▸ **Written problem**
Copy the material from its beginning through the line that contains "xmin=0 ymin=1 xmax=360 ymax=184", and stop there. Keep every request line unchanged, raise each bounding-box coordinate in the answers by 138, and leave out the pictures.

▸ **Dataset extract**
------------------------------------------------

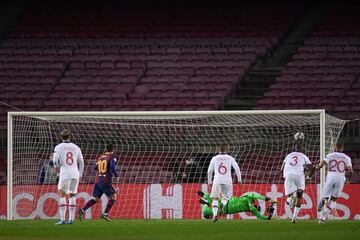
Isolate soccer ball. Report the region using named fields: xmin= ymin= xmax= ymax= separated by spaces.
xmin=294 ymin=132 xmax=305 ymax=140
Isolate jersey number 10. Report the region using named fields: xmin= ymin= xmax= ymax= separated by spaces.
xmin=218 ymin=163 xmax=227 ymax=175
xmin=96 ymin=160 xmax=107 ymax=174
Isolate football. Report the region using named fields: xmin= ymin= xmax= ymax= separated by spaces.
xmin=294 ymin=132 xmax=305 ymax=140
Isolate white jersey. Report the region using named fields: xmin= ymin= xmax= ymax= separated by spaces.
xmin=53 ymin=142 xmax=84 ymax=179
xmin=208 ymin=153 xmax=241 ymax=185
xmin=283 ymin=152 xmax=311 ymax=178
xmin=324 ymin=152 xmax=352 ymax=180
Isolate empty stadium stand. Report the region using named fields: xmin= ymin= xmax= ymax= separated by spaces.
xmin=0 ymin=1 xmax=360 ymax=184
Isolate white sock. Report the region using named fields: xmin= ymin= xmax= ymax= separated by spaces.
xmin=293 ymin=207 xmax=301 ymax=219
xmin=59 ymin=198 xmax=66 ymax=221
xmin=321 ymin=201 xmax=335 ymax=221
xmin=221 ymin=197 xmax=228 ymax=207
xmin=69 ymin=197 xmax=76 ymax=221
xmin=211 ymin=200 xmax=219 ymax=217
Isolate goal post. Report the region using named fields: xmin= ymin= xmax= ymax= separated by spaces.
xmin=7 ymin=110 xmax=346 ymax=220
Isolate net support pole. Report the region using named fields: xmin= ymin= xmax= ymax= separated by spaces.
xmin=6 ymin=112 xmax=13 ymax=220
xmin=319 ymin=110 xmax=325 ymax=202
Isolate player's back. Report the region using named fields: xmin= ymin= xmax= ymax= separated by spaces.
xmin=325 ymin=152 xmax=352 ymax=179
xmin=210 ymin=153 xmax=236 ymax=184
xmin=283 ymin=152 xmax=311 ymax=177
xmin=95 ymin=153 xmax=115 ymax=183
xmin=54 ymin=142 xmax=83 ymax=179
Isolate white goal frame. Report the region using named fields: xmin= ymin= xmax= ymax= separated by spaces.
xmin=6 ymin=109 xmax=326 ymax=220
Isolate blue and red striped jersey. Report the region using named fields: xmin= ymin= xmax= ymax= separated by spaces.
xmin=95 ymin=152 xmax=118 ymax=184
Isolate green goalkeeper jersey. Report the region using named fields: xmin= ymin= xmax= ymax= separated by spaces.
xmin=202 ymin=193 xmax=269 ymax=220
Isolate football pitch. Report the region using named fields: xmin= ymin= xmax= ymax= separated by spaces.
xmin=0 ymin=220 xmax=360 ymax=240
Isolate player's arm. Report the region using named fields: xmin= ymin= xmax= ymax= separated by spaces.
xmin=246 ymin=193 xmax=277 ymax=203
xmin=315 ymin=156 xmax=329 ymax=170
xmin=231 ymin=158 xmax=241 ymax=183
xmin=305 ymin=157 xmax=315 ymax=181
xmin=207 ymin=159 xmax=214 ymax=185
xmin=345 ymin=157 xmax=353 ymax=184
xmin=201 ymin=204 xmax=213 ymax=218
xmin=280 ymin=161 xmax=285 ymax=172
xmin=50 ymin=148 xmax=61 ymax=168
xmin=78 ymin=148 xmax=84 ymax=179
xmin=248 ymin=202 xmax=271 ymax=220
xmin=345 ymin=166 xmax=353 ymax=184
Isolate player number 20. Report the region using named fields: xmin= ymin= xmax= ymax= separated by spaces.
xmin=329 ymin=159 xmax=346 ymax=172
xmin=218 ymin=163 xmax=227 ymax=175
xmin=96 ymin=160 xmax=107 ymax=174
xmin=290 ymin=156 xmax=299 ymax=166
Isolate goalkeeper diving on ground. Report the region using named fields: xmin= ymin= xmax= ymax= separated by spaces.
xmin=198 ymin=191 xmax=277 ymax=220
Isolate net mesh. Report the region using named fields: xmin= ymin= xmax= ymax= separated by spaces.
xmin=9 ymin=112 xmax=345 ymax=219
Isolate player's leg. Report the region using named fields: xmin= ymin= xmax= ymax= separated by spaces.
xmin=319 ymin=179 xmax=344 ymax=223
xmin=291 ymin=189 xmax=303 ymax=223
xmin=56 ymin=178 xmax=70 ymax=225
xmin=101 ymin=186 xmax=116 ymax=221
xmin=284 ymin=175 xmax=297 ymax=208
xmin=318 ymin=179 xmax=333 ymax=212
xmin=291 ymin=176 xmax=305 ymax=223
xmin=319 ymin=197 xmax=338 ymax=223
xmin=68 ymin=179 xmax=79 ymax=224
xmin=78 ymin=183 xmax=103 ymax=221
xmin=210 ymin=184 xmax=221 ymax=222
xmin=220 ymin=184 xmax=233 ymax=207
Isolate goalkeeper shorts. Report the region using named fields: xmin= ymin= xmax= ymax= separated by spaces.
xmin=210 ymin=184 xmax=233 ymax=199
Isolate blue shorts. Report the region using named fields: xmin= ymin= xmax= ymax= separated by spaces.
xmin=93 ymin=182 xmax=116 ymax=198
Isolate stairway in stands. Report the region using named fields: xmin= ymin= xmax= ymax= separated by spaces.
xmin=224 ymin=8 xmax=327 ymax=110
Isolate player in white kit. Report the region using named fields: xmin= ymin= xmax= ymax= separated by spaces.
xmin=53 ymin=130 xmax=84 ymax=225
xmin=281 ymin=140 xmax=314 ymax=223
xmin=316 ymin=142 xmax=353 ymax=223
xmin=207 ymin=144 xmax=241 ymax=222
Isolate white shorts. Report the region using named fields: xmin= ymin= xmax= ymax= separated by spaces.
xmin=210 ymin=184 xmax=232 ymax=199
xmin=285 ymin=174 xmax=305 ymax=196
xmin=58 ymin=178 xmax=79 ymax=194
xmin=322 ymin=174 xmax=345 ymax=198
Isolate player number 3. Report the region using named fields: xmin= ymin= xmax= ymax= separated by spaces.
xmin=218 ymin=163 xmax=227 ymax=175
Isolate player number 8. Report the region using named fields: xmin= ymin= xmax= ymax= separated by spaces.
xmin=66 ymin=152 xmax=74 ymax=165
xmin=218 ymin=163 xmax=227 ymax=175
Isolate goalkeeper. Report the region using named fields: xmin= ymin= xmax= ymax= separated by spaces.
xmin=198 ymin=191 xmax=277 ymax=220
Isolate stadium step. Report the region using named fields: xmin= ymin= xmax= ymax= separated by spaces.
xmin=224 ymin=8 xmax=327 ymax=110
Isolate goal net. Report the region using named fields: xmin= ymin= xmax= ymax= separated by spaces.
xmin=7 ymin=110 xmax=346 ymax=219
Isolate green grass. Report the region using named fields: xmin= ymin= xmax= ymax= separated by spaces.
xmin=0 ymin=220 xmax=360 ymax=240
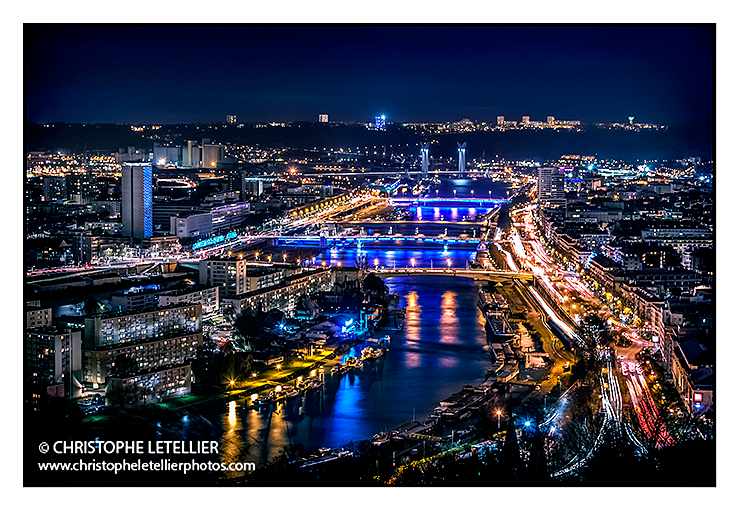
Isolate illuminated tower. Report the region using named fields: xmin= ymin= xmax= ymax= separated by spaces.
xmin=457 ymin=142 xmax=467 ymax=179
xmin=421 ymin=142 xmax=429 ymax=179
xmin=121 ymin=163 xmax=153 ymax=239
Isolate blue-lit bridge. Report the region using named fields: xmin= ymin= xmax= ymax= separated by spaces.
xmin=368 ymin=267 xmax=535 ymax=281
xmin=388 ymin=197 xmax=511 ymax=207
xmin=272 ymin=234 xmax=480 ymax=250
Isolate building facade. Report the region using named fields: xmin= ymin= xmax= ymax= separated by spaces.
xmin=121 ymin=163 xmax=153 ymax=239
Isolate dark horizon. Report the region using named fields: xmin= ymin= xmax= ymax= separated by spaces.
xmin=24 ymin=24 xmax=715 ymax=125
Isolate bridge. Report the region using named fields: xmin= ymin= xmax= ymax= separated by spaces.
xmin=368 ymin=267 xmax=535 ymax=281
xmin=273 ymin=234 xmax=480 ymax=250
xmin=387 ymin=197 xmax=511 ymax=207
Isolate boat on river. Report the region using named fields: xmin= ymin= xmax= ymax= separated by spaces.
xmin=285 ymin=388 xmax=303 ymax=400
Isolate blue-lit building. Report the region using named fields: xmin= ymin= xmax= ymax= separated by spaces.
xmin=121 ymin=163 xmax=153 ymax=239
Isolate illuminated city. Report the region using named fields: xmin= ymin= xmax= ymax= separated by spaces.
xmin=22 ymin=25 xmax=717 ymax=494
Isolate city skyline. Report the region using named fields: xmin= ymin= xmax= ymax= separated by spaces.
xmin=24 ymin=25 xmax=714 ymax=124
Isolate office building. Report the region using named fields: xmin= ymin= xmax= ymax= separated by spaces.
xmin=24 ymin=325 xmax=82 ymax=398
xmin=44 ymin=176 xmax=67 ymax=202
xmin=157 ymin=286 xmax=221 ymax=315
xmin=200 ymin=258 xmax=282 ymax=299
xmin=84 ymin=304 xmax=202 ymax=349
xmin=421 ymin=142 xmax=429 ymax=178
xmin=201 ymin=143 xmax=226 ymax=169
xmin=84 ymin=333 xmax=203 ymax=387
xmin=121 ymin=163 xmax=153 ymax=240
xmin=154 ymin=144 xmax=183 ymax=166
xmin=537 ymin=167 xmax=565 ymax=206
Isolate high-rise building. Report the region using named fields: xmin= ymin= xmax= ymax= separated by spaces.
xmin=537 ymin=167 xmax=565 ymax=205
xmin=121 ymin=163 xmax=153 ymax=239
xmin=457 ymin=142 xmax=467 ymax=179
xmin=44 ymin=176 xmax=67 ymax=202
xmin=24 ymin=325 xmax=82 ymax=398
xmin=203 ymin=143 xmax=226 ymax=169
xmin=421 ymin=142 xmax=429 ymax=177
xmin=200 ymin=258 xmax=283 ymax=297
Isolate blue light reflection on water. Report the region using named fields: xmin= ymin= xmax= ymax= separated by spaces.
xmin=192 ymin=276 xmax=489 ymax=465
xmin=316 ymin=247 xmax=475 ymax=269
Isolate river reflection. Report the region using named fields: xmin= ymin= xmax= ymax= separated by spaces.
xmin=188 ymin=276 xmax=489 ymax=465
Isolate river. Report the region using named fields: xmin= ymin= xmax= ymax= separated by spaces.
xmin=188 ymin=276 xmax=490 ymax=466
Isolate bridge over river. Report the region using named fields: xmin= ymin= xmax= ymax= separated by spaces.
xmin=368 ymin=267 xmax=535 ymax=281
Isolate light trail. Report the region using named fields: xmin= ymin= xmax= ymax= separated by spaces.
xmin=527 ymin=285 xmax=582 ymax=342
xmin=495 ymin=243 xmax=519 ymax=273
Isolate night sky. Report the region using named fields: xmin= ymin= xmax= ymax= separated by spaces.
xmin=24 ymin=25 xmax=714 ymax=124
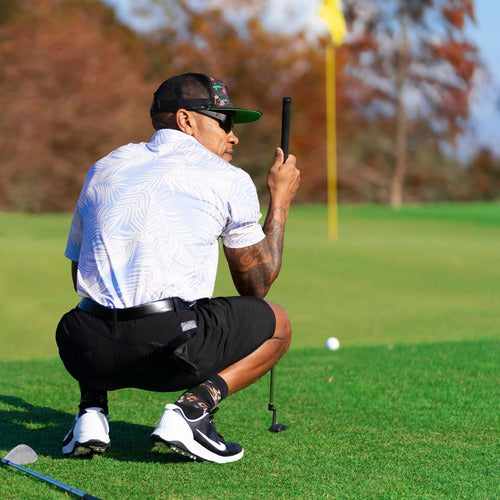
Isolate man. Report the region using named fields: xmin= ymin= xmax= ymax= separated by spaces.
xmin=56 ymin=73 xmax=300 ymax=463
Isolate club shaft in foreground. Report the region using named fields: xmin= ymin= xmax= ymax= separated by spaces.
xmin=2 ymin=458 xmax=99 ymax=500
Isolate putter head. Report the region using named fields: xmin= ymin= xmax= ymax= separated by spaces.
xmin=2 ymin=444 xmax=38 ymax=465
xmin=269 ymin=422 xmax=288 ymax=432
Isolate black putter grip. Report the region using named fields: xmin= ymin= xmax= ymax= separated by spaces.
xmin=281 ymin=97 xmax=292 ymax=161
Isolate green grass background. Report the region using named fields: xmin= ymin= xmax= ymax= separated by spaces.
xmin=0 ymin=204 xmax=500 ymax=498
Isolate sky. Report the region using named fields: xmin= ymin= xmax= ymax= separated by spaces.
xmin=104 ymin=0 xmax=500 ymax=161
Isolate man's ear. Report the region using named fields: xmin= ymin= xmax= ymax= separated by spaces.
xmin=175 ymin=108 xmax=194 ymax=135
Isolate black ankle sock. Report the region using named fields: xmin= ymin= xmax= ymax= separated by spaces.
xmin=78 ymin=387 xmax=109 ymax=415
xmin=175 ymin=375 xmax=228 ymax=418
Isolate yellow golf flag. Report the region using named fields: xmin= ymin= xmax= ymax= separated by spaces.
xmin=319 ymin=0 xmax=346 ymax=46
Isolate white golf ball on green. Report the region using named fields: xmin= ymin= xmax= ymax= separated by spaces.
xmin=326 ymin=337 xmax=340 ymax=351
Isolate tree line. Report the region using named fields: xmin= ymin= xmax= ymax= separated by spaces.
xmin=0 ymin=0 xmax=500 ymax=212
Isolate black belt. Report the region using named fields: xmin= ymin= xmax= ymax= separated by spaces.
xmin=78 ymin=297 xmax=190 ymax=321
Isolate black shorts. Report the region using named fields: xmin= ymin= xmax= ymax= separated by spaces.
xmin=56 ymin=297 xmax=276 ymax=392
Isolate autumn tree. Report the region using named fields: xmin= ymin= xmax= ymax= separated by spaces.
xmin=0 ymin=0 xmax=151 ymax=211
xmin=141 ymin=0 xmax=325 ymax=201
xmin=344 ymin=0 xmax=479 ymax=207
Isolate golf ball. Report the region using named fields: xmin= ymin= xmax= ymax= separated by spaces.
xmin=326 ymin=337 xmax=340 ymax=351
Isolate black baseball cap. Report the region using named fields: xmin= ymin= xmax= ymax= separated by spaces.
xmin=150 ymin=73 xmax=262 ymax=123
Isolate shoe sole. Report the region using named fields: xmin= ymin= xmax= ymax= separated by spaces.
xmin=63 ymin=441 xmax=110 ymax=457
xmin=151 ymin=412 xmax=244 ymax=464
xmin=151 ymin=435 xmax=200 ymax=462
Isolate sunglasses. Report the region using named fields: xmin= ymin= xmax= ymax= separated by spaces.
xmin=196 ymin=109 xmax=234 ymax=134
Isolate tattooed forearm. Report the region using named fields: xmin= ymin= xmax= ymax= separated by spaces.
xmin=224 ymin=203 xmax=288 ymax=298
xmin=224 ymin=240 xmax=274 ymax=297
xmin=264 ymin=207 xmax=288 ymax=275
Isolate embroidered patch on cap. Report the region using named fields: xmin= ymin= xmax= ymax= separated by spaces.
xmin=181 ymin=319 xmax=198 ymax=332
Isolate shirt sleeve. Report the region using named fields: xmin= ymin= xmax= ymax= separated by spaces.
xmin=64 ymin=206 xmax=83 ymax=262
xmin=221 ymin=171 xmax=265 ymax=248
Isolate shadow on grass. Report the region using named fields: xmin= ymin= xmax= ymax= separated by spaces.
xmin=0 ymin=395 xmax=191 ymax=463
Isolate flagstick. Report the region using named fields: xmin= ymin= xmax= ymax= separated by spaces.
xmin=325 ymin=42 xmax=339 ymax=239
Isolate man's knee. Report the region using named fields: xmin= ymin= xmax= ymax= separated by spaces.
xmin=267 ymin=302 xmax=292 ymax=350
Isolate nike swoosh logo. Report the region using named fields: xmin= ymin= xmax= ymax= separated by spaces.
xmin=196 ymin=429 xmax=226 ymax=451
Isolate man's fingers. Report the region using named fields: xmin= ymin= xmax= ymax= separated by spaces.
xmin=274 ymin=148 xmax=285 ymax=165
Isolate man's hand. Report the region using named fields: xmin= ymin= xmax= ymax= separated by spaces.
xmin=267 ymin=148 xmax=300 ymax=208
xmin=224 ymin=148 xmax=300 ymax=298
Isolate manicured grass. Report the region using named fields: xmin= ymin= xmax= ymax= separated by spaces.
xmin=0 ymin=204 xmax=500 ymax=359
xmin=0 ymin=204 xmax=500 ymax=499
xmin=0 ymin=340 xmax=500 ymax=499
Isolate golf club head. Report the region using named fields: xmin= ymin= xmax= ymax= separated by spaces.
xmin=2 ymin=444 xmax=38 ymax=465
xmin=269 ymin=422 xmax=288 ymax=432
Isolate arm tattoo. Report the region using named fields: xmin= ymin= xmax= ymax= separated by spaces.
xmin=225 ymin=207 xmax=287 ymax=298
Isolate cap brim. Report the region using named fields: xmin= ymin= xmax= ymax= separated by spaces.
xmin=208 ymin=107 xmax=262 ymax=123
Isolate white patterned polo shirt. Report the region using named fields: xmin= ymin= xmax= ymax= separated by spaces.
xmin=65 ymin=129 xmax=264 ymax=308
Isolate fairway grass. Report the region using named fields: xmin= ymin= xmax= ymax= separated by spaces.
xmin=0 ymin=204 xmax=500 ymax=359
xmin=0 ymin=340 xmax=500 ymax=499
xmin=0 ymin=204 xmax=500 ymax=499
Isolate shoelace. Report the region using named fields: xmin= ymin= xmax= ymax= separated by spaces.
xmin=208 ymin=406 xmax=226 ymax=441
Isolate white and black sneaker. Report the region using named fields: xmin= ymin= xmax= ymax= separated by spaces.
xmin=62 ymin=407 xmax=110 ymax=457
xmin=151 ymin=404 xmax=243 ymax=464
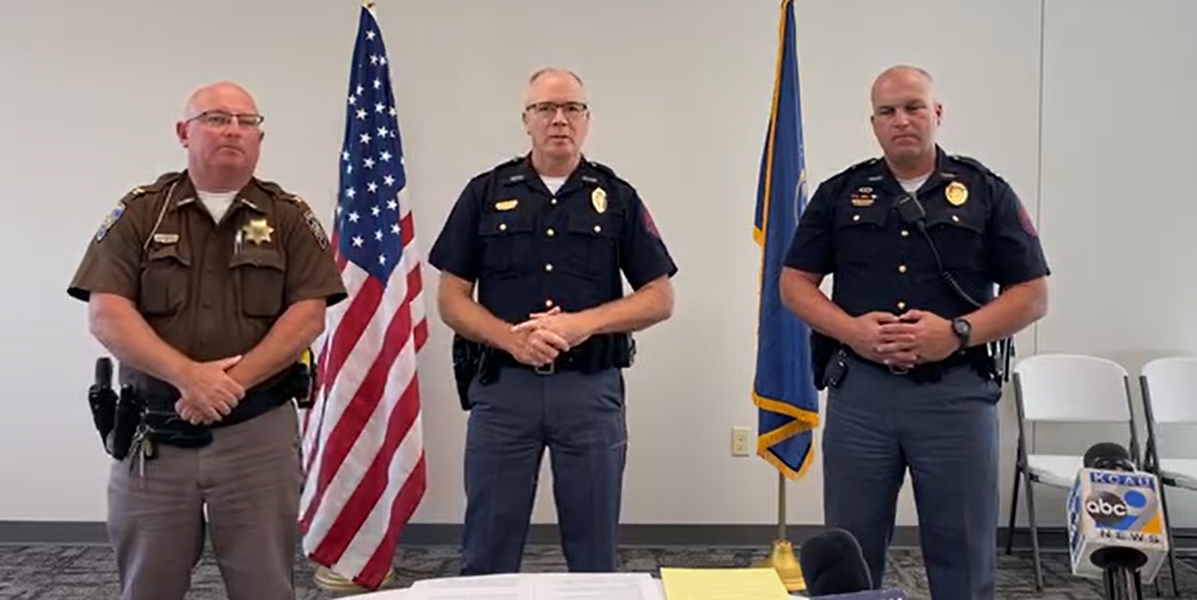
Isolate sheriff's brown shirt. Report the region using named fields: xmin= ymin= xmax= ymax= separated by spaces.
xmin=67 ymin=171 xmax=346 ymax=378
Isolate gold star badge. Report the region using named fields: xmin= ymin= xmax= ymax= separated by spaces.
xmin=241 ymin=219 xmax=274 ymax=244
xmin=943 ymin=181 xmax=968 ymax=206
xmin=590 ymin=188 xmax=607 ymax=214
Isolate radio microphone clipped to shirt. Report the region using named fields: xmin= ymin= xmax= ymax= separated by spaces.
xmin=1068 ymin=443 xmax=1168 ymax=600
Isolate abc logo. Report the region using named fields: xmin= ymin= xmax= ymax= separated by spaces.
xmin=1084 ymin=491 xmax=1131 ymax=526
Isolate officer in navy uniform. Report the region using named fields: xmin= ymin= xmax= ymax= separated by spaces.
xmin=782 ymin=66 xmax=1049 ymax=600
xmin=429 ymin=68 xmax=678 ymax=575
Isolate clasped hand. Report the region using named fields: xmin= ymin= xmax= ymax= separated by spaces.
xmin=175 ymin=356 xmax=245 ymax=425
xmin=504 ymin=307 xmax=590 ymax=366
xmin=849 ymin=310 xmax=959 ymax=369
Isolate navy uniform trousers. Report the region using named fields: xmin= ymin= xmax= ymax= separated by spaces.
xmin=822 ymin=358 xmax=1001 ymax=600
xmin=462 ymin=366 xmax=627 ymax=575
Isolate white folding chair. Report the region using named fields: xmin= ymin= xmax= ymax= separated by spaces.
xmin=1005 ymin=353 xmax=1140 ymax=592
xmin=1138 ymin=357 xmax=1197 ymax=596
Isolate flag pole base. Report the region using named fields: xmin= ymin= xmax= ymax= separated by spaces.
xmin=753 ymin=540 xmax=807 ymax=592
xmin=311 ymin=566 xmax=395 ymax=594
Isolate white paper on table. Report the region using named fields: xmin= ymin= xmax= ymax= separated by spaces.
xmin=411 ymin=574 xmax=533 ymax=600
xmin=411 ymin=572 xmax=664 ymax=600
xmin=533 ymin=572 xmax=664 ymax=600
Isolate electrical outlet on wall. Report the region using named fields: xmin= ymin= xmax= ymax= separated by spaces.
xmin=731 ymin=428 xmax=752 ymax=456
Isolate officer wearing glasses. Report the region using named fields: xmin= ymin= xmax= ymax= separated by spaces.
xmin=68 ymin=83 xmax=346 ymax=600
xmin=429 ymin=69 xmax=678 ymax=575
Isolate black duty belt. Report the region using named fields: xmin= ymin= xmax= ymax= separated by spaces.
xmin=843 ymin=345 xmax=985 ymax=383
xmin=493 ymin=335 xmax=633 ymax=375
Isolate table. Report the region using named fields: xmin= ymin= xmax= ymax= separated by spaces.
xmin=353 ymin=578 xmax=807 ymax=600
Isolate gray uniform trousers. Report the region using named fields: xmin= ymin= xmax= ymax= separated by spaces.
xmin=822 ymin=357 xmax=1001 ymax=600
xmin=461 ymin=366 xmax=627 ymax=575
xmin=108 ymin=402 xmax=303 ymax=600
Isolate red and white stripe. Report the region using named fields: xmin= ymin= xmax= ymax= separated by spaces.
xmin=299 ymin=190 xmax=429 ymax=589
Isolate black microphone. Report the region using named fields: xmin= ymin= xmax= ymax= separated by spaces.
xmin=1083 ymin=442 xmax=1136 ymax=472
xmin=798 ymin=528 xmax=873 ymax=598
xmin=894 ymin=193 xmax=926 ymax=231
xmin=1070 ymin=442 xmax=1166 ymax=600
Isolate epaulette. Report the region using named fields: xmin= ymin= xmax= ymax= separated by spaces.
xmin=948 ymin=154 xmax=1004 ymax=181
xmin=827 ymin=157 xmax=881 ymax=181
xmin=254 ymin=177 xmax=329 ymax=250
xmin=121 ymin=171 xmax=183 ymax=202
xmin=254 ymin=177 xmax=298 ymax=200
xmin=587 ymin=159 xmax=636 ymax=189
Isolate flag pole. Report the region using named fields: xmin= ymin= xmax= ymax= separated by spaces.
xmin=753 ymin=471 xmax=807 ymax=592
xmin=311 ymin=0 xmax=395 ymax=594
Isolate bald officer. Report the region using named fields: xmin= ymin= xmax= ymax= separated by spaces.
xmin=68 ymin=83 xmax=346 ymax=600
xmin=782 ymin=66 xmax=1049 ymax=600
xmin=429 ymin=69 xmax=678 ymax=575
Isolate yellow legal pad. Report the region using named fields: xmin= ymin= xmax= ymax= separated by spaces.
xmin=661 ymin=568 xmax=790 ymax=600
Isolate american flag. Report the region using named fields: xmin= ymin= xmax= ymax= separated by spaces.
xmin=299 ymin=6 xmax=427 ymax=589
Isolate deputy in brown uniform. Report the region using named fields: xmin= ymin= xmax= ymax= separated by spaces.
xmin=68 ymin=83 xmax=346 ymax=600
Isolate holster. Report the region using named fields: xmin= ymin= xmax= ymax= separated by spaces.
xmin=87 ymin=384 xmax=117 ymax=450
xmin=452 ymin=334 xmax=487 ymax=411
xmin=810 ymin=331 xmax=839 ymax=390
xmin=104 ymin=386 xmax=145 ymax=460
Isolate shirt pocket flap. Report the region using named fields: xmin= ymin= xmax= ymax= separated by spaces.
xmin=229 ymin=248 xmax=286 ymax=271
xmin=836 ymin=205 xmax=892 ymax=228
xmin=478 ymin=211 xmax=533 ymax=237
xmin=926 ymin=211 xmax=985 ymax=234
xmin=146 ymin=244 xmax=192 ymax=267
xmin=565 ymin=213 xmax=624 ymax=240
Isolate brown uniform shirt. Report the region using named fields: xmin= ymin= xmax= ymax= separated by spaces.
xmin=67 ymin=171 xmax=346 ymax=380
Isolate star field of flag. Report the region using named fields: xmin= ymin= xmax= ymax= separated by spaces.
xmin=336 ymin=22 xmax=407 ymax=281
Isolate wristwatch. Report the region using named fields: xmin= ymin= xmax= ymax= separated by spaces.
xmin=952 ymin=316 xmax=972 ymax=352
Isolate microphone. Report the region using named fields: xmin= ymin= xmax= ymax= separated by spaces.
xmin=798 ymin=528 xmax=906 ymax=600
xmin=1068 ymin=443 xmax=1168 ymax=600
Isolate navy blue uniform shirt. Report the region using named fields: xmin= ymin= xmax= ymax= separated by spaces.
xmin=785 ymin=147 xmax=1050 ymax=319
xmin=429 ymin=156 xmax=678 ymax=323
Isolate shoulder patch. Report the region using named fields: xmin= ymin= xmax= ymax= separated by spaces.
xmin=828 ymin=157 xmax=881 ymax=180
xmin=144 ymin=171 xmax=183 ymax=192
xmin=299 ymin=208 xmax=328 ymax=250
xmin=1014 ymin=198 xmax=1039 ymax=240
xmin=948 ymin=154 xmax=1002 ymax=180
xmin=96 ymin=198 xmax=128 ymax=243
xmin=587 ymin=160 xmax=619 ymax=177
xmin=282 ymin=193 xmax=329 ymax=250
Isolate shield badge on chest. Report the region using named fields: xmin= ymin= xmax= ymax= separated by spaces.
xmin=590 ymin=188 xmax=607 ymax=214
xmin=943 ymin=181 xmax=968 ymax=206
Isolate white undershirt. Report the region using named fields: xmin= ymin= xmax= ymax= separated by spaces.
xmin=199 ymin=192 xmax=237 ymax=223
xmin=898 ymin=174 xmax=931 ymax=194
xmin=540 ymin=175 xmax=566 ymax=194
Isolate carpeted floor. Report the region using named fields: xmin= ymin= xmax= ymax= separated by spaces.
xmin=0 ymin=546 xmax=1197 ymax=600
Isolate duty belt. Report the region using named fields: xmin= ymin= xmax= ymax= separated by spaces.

------------------------------------------------

▸ **Expected output**
Isolate soccer ball. Report the region using named fields: xmin= ymin= xmax= ymax= separated by spaces.
xmin=432 ymin=270 xmax=443 ymax=278
Isolate jersey number 10. Report the region using named fields: xmin= ymin= xmax= ymax= separated by spaces.
xmin=356 ymin=301 xmax=365 ymax=313
xmin=234 ymin=298 xmax=245 ymax=312
Isolate football. Report the region using named fields: xmin= ymin= xmax= ymax= separated by spaces.
xmin=432 ymin=270 xmax=443 ymax=278
Isolate white jersey. Report the region using named fields: xmin= ymin= xmax= ymax= separated by spaces.
xmin=191 ymin=280 xmax=222 ymax=317
xmin=346 ymin=291 xmax=379 ymax=323
xmin=421 ymin=290 xmax=449 ymax=316
xmin=462 ymin=290 xmax=490 ymax=318
Isolate empty stadium stand. Report the region using named fields: xmin= ymin= xmax= ymax= separated by spaces.
xmin=138 ymin=139 xmax=498 ymax=322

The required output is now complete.